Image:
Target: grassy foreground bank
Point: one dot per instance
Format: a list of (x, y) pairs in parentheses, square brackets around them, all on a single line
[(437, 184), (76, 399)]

★ ★ ★

**Problem details:** Arrange every entry above as a two-column CSV with the headers text and answer, one row per entry. Put each entry's text and its answer in one quoted field apiece, replacing line breaks with spaces.

**Solution to the problem:**
text,answer
"Image: Target: grassy foreground bank Point: one dot per instance Format: a list of (x, y) pairs in parentheses, square brackets around them, all on a single line","[(437, 184), (76, 399)]"